Source start

Mukhtar Masood (15 December 192615 April 2017) was a renowned Pakistani Urdu writer and bureaucrat.

Early life and career
Born in Sialkot, Punjab, British India on 15 December 1926, to Shaikh Ataullah (1896 - 1968), a well-known literary scholar and professor of economics at the Aligarh Muslim University originally from Jalalpur Jattan in the Gujrat district of Punjab, Masood was a graduate of the Aligarh Muslim University as well in 1948. He migrated to Pakistan after partition of India in 1948. In 1949, he passed Central Superior Services (CSS) examination and went on to serve at different important positions such as commissioner and federal secretary.

During his career, he served as chairman of the Pakistan Industrial Development Corporation (PIDC), chairman of the Agricultural Development Bank of Pakistan and secretary-general of the Regional Cooperation for Development (RCD).

He wrote four books – Awaz-e-Dost, Safer Naseeb, Harf-e-Shouq, Loh-e-Ayyam – all of which are highly regarded in literary circles of Pakistan for their elegant prose and immaculate style. His last book was Harf-i-shouq that was published in July 2017.

Playwright Asghar Nadeem Syed reportedly said, "Mukhtar Masood was a great writer with a style similar to Qudratullah Shahab. His writings incorporated a spiritual colour, but the best thing about his work was the information it contained. He was fond of study which is why whatever he wrote was very comprehensive".

Source end
Given information start

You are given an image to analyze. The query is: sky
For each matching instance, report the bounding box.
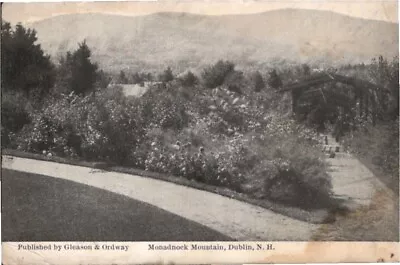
[2,0,398,24]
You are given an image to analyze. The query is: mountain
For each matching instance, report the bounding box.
[28,9,398,71]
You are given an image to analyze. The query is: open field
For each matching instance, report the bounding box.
[1,169,232,241]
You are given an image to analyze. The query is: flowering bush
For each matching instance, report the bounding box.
[9,71,330,207]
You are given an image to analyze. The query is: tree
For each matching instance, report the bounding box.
[268,69,282,89]
[58,41,98,95]
[180,71,198,87]
[1,21,55,98]
[159,66,174,83]
[253,71,265,92]
[201,60,235,88]
[118,70,128,84]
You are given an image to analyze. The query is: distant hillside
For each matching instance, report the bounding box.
[28,9,398,71]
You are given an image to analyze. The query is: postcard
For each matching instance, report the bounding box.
[1,0,400,265]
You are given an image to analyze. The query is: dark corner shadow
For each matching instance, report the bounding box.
[1,169,234,241]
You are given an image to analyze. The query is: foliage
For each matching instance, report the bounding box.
[1,21,55,97]
[57,41,98,95]
[158,66,174,83]
[17,88,145,164]
[118,70,128,84]
[252,71,265,92]
[201,60,235,88]
[180,71,198,87]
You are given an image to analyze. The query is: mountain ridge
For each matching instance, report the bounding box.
[29,8,398,71]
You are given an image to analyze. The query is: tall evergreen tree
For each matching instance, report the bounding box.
[58,41,98,95]
[253,71,265,92]
[1,21,55,96]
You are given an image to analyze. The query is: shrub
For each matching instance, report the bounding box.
[1,92,31,147]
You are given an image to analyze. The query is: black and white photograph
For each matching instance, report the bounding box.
[1,0,399,255]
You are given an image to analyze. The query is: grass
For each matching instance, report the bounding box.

Given information end

#### [What to produce]
Answer these questions from the text about Mukhtar Masood, one per line:
1. In what year did he pass the Central Superior Services examination?
2. Of which organization did he serve as secretary-general?
3. Which writer's style did Asghar Nadeem Syed say his resembled?

#### [Output of the task]
1. 1949
2. The Regional Cooperation for Development (RCD)
3. Qudratullah Shahab